The exercise = Every line below should be copied exactly; drop the pictures.

___

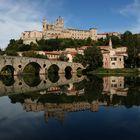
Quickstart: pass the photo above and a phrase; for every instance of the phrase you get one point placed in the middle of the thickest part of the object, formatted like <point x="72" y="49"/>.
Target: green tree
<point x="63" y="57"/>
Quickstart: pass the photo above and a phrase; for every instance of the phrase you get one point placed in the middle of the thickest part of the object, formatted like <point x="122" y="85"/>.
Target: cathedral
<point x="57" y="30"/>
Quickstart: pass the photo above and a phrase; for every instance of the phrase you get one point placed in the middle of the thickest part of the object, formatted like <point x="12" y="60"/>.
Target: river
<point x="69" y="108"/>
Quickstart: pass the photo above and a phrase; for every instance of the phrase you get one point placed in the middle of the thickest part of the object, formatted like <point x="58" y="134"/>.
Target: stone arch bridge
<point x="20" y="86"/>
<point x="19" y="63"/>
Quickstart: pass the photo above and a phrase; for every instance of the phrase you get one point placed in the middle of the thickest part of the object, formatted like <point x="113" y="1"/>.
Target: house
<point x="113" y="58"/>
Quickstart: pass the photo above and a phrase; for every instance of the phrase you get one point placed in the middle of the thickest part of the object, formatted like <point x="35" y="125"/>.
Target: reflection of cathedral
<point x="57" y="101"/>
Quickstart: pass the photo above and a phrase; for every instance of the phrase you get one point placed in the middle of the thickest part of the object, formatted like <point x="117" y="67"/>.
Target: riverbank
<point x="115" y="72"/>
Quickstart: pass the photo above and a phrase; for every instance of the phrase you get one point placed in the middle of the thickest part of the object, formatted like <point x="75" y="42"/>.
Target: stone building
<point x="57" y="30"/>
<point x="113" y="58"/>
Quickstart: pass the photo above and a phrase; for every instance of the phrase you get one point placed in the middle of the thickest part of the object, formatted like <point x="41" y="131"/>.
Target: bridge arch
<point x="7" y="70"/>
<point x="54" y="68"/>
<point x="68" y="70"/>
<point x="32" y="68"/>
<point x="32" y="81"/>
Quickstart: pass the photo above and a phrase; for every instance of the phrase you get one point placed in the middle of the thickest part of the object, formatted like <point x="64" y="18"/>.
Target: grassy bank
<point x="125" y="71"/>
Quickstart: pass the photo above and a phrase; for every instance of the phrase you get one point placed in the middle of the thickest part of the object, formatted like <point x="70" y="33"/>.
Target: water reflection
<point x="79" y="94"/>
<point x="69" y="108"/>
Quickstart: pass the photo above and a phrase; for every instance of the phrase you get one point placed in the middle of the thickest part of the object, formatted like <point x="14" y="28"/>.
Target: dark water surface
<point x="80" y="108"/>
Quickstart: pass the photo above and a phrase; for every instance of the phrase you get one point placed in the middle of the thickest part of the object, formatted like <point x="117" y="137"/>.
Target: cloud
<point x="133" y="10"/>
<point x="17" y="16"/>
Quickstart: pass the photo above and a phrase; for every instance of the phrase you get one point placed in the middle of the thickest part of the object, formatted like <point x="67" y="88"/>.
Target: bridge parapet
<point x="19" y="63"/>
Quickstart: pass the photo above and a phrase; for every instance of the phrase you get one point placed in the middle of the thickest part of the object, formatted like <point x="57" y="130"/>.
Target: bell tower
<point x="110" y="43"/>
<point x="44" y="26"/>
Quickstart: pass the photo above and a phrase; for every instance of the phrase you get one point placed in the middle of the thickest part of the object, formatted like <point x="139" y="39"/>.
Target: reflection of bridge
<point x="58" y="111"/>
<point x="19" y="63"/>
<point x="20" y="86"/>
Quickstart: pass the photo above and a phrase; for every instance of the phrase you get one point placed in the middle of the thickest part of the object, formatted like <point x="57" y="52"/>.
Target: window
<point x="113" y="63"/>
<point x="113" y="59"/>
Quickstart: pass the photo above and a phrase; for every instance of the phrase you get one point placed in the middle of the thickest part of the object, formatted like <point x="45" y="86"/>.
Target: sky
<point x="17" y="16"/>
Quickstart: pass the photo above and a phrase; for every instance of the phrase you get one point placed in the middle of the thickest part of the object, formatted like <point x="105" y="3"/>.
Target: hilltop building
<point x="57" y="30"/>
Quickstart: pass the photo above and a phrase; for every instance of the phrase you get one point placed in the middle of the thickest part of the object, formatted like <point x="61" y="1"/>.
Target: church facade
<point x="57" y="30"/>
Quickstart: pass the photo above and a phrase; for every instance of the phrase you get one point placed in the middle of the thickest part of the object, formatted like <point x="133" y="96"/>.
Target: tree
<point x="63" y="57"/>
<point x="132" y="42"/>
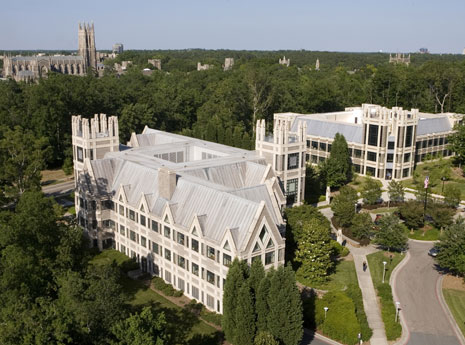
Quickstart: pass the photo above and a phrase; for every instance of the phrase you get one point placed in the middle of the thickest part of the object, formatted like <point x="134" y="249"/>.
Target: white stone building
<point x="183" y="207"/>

___

Written answer =
Quickstart: pass the photo above and a phrase; for every instance of the phrase you get one point placed in the middle of the thickest part of the object, formatted like <point x="72" y="49"/>.
Target: green tree
<point x="63" y="57"/>
Quickstart: pass the photo above and a phrase; for every instance of the phrase you get one point placed in the middle of the thickest part of the object, formatted like <point x="122" y="85"/>.
Target: cathedral
<point x="57" y="30"/>
Quickstart: pass the photo above and a phrase; for every instance of the phrase you get one point placed in the middle of the thickest part of the object, formatted like <point x="12" y="60"/>.
Target: river
<point x="69" y="108"/>
Quickstart: pass the photo above and a phrase; for every instance of the phrase you get one point placed in the middle of the thickest part of the object, formatted like <point x="58" y="134"/>.
Target: stone arch bridge
<point x="20" y="86"/>
<point x="19" y="63"/>
Quickstart: pass the photo above and a phrase; for every instance of the phrase you get one point placed in the middle of the thickest part of the object, formatted like <point x="113" y="1"/>.
Target: house
<point x="113" y="58"/>
Quickstart: pass the photo above and a phrase; for every instance of the phrase you get one point placed in the middle of the thickest part of the object, formatted like <point x="35" y="125"/>.
Target: reflection of cathedral
<point x="57" y="101"/>
Quickstart: pass the photo above and a phrase; for every instance of the phrase you get one point placed in the middle of the thickest part of the object, formatted like <point x="117" y="67"/>.
Target: riverbank
<point x="115" y="72"/>
Quickstart: pass the photo above and a phrase; for every instance of the phrase you get one point placed in the middle of the thickest part of the object, formatted like <point x="75" y="42"/>.
Target: stone building
<point x="57" y="30"/>
<point x="113" y="58"/>
Quickstart: pass the photo above and a phrase; for every instance of the phrase you get one point placed in the middle of the thickest part of the object, formatted like <point x="41" y="131"/>.
Target: bridge arch
<point x="7" y="70"/>
<point x="54" y="68"/>
<point x="68" y="70"/>
<point x="32" y="68"/>
<point x="32" y="81"/>
Quickstart: pass the photo above and a phrase; for every instance of the phrase you get one point placed in the middle of the thickest part of the object, formatted like <point x="64" y="18"/>.
Target: grassy bank
<point x="125" y="71"/>
Quickstart: pass the photo above and a phrase; for every instance of the phrase you get one point placed in the middle of the thickest part of the object, formatted like <point x="70" y="33"/>.
Target: water reflection
<point x="79" y="94"/>
<point x="69" y="108"/>
Quickstart: pass the photo above and a phrase; for every instance of the phrase you get one point placed in the middle of the thickest part of the object, formatted like <point x="14" y="28"/>.
Target: dark water surface
<point x="80" y="108"/>
Quickstart: pass the photo above and a phrase; for every instance of the phrase you get one point placed in the middle of the thickest part of the object, formatted like <point x="117" y="137"/>.
Target: cloud
<point x="133" y="10"/>
<point x="17" y="16"/>
Quickstart: pass the photo above and a phrase; for every instance of the phrase you get one point placed in the middle of the thickest part of the object, formatted like <point x="67" y="88"/>.
Target: bridge parapet
<point x="19" y="63"/>
Quickstart: pass the photo above and a phrase; for every instance of the phrase you get one point placed in the middle of the thickest part of the object, formatted like <point x="57" y="130"/>.
Target: bell tower
<point x="110" y="43"/>
<point x="44" y="26"/>
Quickstart: pass the photo above and a phrase; for every instance of the phrase you get one point placed in the middle of the thickest part of the object, formatted like <point x="139" y="39"/>.
Target: reflection of bridge
<point x="58" y="111"/>
<point x="19" y="63"/>
<point x="20" y="86"/>
Quickstart: pass the photo above and a phrase; for every instance of the phrase you get one point placed in the middle of the thickest part of the object, formatted like <point x="57" y="52"/>.
Target: window
<point x="113" y="63"/>
<point x="113" y="59"/>
Quickstart: pass the photo above and a phrase; for every instance of the phrase you get one point placed in the middle of the thickest part of the object, formatted like <point x="45" y="86"/>.
Target: sky
<point x="17" y="16"/>
Quickstart: pass the photo above and a phrase; for every instance of the phrase you get one point placed in the middle of the thickest part of the object, formatted like <point x="105" y="3"/>.
Target: hilltop building
<point x="57" y="30"/>
Quickstart: pass the photo above and a phrase; for every instance of the phrase you get one point placed in the middle of the thickest part of the object, formatted like <point x="61" y="1"/>.
Target: church facade
<point x="57" y="30"/>
Quickstart: pass the photo above and a phrase; for every instance of the phrase you get one point placed in the middle of the thickest part of the object, formatted like <point x="133" y="96"/>.
Target: tree
<point x="63" y="57"/>
<point x="132" y="42"/>
Quickstart: pass the photo above and a phrase; for every instance of the phrase you get one point placed in the middle of the thickest part of the object, formatted like <point x="134" y="249"/>.
Target: white stone building
<point x="183" y="207"/>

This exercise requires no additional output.